**TEXTE FOURNI**:

★ ★ ★

B. La gouvernance des forêts privées en question
Un doute sur la réalisation des objectifs d'exploitation des forêts privées
L’émiettement des propriétés privées est une vraie faiblesse pour l’Île-de-France, et ceci depuis fort longtemps. Vu le nombre de parcelles en déshérence, non chiffré dans le SRGS, on ne voit pas de solution devant la sacralité de la propriété privée et les délais légaux pour une préemption éventuelle. En plus, le fait que la filière d’entreprises est indigente dans la région, ne favorise pas une organisation cohérente de la gestion des forêts privées de la région. Il est possible que l’objectif d’accroissement de la récolte de bois reste un vœu pieux.
La gestion des forêts privées dans les zones de captage
Selon le SDAGE (2022-2027) Les eaux de l’ensemble du réseau hydrogéologique sont polluées par les nitrates et pesticides de façon récurrente en Ile de France et dans tout le bassin versant de la Seine et ses affluents, depuis de nombreuses années. Les forêts ont un rôle plus vertueux que les zones agricoles, comme cela est exprimé dans le SRGS – maintien de secteurs peu pollués, pérennité du couvert végétal et la protection des sols, favorisées par leur gestion extensive et par la faible teneur en nitrates des eaux infiltrées et par leur rôle de filtre épurateur- – Les arbres participent au cycle de l’eau avec le phénomène d’évapotranspiration. Les zones humides dans les forêts ont aussi un rôle majeur pour la bonne santé des écosystèmes forestiers. Le sol forestier avec un couvert végétal pérenne est le premier récepteur de l’eau de pluie. Sa couverture, sa structure et sa composition (la matière organique qui maintient l’eau du sol, réduit son érosion et nourrit l’activité biologique) vont déterminer la part de cette eau qui va ruisseler, rester dans les sols à disposition des arbres, ou s’infiltrer vers les nappes. Les pratiques de gestion forestière sans utilisation de produits chimiques et phytosanitaires, en limitant les mises à nu des sols doivent être particulièrement vertueuses lors des travaux sur les risques de pollution ponctuelle aux hydrocarbures. Pour que cette recommandation d’exemplarité soit réaliste, les SAGE ont un rôle particulier à jouer avec l’ensemble des acteurs, dont les collectivités locales. Or le territoire francilien est en déficit de SAGE, notamment le secteur de la Seine centrale urbaine. La gouvernance qui devrait opérer sur l’exploitation et la gestion des forêts privées n’a pas atteint le niveau requis pour trouver un équilibre entre un prélèvement limité du bois et une gestion exemplaire des travaux forestiers sur l’ensemble du parc forestier.

★ ★ ★

**INFORMATIONS ENREGISTRÉES**:

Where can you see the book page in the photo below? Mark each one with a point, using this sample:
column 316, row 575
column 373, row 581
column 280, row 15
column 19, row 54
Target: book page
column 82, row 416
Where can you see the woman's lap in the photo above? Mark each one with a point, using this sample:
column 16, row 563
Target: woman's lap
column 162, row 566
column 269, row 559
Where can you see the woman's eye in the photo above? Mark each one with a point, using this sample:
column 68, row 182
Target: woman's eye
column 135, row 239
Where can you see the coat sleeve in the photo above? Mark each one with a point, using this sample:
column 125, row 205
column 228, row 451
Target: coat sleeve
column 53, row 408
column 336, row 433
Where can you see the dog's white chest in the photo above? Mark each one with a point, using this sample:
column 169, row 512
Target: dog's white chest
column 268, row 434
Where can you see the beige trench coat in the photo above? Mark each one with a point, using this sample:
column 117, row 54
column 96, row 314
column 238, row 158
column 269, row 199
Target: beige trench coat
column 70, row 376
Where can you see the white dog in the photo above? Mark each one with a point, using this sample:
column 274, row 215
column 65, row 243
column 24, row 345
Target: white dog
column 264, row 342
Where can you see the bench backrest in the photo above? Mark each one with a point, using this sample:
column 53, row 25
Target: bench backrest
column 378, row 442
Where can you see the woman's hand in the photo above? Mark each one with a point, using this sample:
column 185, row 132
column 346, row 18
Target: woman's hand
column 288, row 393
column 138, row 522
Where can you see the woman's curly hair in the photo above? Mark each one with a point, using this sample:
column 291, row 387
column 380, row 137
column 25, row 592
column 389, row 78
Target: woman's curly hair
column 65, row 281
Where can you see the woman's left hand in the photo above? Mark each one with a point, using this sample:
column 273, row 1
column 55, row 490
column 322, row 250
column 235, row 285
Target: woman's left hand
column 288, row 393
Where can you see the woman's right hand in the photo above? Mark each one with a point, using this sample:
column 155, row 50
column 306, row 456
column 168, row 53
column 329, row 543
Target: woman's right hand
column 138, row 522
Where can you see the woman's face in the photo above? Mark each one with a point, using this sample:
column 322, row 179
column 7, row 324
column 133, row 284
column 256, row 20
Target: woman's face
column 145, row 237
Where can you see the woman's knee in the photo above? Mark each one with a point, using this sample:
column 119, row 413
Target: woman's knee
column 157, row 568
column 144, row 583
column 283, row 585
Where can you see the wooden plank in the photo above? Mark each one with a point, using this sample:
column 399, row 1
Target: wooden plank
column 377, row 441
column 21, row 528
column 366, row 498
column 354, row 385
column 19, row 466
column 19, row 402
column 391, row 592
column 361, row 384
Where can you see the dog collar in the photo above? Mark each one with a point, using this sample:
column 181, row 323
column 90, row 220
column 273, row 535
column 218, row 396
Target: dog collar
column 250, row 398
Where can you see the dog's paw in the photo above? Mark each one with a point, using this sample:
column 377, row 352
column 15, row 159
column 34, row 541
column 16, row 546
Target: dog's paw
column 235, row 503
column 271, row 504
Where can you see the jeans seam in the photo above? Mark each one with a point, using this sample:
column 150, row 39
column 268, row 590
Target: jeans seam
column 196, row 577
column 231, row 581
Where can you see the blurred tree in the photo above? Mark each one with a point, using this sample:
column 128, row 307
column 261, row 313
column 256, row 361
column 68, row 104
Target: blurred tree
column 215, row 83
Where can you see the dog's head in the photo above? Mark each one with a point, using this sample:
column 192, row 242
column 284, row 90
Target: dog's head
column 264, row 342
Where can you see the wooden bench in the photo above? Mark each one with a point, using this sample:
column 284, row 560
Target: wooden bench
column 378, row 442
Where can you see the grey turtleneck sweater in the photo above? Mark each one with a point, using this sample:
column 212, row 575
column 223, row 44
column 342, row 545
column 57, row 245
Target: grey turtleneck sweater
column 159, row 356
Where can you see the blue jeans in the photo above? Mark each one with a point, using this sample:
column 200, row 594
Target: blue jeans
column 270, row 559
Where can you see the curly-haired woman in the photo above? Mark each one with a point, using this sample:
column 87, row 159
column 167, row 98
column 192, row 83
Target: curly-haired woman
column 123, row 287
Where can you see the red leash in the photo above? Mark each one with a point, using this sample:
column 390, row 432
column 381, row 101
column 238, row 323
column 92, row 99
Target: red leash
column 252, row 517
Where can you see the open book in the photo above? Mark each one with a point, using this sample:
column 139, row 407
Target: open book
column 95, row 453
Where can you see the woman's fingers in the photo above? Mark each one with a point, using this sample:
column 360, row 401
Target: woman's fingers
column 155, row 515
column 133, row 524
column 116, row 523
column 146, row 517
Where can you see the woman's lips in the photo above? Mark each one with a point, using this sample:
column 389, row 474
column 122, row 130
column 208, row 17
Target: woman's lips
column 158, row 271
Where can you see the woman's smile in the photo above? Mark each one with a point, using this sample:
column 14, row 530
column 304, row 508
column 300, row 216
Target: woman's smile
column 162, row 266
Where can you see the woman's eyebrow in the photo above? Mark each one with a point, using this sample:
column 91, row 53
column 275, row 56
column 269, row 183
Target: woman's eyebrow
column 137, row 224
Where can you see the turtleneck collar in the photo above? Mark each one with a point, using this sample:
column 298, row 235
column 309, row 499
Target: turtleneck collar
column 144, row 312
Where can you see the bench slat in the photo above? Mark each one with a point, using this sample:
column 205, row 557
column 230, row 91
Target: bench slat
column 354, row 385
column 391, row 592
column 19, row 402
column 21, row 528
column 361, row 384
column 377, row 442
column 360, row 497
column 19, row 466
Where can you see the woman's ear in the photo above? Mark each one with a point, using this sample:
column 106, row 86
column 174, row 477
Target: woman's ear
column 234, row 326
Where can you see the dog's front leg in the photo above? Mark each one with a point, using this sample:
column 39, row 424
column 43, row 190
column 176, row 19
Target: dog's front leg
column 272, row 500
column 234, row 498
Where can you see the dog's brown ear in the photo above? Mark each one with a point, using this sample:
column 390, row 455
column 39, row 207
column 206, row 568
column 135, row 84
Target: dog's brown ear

★ ★ ★

**À COMPLÉTER**:
1/ Indiquez si chacune des affirmations suivantes concorde avec le texte sur les forêts privées d'Île-de-France, en répondant par oui ou par non et en citant les mots du texte qui tranchent. (a) Le nombre de parcelles en déshérence est chiffré dans le SRGS. (b) La filière d'entreprises est indigente dans la région. (c) Le territoire francilien dispose de suffisamment de SAGE.
2/ Résumez en deux phrases le texte sur les forêts privées d'Île-de-France.
3/ Rédigez la suite du texte sur les forêts privées d'Île-de-France à partir de sa dernière phrase.

**RÉSULTATS ATTENDUS**:
1/
(a) Non : « Vu le nombre de parcelles en déshérence, non chiffré dans le SRGS ».
(b) Oui : « le fait que la filière d’entreprises est indigente dans la région ».
(c) Non : « Or le territoire francilien est en déficit de SAGE ».

2/ L'émiettement des propriétés privées et une filière d'entreprises indigente en Île-de-France font douter de l'objectif d'accroissement de la récolte de bois. Alors que les forêts jouent pour l'eau un rôle plus vertueux que les zones agricoles, le déficit de SAGE et une gouvernance insuffisante empêchent de trouver un équilibre entre un prélèvement limité du bois et une gestion exemplaire des travaux forestiers.

3/
En conclusion, nous émettons un avis défavorable à l’augmentation des prélèvements sur la forêt privée et la diminution du stock de bois vivant, pour les raisons principales suivantes:
- La biodiversité s’appauvrit avec les éclaircies et l’amélioration des dessertes des massifs.
- Il y a un doute sur un meilleur rendement économique
- L’effet de la filière bois-énergie est désastreux sur la santé des francilien
Enfin, le plan de gestion sur les forêts privées nous semble peu réaliste au vu des faiblesses de la gouvernance du secteur et de l’absence de SAGE dans certaines zones de l’île de France.